▸ Exercise
Check every line of the entries below for the word "traffic", then give only the number of lines that have it.

▸ Records from a collection
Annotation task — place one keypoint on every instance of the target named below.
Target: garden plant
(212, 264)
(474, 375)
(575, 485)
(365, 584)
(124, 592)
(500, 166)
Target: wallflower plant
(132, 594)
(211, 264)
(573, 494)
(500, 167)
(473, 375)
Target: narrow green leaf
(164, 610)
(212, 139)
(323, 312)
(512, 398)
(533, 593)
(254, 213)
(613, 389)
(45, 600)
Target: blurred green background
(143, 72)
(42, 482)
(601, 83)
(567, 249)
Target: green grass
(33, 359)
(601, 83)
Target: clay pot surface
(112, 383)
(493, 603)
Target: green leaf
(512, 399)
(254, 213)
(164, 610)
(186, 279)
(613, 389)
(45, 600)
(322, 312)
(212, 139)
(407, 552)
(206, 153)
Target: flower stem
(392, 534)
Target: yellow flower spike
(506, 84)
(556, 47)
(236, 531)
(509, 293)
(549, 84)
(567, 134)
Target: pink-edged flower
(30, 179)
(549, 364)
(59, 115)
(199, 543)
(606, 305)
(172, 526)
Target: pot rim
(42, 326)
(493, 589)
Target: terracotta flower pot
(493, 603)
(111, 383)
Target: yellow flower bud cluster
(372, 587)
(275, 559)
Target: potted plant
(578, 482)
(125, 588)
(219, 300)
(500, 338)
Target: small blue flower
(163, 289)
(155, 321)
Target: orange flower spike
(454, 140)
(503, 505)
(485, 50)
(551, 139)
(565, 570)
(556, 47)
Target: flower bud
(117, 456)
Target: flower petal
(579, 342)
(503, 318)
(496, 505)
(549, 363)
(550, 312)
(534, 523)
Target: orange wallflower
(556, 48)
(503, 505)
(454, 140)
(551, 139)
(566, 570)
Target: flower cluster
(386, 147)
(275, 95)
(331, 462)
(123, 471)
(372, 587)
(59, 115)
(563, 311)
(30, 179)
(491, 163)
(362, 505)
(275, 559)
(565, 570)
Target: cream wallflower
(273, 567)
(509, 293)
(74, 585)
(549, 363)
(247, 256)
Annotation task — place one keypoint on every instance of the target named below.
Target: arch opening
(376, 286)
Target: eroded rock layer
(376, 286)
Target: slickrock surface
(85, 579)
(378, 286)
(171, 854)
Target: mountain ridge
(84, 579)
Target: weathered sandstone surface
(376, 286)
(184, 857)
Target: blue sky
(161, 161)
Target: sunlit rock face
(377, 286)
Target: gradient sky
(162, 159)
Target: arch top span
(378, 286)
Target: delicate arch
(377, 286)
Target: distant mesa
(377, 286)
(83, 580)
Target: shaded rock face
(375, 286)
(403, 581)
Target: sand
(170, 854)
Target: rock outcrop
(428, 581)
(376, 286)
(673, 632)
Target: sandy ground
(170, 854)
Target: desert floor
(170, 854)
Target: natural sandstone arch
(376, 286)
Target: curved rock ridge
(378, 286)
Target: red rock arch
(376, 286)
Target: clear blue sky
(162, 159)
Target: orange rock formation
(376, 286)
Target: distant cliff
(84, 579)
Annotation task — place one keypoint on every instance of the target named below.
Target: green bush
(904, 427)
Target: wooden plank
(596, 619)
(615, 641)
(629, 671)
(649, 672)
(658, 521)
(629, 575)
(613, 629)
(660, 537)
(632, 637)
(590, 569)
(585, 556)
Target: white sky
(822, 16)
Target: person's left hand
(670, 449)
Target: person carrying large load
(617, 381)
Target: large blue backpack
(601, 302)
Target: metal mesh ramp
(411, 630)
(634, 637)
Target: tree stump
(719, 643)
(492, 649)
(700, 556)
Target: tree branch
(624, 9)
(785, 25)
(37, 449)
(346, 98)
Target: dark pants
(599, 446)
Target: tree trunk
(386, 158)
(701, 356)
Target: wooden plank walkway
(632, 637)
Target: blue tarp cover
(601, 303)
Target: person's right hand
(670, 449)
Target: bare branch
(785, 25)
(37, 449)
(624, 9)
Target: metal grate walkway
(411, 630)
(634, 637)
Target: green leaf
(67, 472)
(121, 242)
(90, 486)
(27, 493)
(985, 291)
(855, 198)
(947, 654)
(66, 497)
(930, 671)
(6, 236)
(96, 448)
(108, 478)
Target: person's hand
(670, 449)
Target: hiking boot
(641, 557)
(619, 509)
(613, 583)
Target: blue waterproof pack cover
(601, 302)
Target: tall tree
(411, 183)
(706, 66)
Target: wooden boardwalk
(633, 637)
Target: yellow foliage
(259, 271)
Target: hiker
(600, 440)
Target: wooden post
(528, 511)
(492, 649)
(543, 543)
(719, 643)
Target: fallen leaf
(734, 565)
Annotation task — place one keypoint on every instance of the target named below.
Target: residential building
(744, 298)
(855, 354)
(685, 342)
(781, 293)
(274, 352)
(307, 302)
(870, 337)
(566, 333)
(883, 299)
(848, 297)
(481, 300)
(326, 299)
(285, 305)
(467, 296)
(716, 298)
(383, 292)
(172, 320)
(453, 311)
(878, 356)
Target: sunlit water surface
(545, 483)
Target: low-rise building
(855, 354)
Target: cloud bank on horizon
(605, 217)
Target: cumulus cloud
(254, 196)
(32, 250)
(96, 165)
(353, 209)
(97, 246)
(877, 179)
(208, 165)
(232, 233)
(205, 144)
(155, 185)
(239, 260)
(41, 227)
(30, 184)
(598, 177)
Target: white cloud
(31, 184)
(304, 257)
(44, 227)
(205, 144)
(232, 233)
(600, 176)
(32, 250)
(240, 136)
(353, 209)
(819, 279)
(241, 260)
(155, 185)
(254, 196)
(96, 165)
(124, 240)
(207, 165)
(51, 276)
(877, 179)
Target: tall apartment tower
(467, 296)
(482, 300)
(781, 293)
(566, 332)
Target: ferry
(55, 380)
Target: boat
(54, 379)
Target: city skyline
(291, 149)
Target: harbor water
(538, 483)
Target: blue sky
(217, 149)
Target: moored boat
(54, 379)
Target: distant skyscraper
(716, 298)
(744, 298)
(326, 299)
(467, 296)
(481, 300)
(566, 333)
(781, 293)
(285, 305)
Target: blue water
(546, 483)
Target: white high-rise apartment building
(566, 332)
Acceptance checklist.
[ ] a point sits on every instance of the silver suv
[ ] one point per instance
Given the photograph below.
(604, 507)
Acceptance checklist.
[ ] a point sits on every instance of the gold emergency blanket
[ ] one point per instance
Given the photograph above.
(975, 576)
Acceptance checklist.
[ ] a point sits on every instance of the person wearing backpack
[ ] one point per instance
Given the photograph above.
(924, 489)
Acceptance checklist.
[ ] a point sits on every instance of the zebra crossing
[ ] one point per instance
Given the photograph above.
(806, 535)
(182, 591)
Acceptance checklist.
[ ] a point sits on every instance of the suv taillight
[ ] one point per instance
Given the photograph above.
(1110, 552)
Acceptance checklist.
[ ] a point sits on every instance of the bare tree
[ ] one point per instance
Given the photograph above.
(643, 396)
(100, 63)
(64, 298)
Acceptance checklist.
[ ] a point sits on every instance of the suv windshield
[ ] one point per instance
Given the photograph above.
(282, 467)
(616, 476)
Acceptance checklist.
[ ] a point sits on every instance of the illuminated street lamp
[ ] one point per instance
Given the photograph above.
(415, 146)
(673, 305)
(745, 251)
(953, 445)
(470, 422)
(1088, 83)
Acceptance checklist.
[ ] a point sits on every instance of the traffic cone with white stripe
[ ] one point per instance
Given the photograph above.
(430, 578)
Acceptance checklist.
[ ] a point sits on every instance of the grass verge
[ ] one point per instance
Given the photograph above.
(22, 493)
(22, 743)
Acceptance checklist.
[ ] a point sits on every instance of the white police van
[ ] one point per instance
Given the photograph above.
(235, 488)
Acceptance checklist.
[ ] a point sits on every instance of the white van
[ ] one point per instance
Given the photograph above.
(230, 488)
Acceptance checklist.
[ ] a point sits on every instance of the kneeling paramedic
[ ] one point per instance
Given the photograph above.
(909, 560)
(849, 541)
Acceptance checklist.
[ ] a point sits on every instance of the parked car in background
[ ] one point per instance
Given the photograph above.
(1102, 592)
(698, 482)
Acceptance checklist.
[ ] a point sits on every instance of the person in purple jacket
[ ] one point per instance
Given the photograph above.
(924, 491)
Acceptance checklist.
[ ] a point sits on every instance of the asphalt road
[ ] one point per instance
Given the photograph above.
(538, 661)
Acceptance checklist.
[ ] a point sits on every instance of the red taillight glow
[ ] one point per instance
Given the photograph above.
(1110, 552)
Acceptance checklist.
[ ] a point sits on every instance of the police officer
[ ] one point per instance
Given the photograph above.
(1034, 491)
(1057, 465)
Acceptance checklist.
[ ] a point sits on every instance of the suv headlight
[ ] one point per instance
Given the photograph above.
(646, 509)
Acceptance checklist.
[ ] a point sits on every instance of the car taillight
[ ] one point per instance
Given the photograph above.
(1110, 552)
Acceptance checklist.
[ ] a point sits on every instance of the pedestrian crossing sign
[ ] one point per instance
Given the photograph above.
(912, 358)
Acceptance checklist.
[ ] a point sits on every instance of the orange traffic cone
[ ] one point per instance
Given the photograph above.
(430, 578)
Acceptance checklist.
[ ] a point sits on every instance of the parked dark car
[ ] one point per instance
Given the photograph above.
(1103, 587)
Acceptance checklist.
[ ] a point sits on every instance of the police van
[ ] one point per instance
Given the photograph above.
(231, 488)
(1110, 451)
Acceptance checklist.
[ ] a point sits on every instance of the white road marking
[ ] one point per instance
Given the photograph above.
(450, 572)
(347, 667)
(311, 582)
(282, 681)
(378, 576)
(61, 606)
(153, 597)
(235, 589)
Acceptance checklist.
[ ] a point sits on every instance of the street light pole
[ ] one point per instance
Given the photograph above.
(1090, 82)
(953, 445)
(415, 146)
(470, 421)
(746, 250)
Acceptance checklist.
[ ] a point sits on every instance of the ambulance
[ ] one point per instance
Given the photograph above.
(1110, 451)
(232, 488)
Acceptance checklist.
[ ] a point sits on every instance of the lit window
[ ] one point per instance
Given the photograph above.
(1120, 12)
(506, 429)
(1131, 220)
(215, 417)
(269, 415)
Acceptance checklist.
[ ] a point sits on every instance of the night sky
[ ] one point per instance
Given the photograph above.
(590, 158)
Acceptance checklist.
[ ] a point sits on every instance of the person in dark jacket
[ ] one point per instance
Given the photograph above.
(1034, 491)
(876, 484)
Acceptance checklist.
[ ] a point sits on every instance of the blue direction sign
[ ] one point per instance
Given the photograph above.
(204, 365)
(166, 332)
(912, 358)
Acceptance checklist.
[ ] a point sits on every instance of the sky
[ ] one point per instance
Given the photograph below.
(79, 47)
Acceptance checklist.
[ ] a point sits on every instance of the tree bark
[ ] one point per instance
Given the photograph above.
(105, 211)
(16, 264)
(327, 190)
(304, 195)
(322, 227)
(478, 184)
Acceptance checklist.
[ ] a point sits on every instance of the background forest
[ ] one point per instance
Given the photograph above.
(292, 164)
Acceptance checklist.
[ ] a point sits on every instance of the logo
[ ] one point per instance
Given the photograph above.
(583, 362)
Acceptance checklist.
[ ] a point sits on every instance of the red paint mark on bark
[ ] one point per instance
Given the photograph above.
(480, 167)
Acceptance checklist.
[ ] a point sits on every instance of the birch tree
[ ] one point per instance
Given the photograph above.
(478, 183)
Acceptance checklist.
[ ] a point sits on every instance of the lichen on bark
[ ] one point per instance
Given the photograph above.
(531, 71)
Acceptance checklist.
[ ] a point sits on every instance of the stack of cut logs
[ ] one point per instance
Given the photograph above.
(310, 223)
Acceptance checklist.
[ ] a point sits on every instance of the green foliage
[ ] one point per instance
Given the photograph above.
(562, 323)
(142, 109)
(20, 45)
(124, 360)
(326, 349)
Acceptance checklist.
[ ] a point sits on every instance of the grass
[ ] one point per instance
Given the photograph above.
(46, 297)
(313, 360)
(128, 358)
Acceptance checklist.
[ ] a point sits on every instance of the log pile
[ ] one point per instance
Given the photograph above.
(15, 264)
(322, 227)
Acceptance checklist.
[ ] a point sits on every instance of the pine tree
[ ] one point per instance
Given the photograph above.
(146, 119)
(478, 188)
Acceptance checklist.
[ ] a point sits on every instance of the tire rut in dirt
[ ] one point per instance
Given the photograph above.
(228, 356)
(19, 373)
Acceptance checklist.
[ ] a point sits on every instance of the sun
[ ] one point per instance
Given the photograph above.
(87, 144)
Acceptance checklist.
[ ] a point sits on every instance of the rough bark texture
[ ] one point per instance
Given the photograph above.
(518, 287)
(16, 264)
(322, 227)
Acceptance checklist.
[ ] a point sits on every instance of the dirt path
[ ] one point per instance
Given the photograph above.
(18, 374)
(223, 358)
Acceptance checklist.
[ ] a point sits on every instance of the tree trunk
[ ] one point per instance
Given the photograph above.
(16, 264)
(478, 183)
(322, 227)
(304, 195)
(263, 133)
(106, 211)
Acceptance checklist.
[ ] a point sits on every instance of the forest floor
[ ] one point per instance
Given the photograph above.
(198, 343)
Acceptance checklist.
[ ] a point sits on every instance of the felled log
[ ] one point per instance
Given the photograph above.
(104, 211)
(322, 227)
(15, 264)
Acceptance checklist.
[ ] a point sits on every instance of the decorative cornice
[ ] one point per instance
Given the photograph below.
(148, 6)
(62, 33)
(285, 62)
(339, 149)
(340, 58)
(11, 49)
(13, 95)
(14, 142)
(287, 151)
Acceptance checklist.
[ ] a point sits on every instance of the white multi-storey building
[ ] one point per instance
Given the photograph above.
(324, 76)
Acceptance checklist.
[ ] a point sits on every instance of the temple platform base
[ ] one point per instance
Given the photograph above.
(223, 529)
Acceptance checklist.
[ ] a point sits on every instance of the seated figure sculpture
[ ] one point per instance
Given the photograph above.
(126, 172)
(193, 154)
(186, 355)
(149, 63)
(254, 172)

▸ Answer to this task
2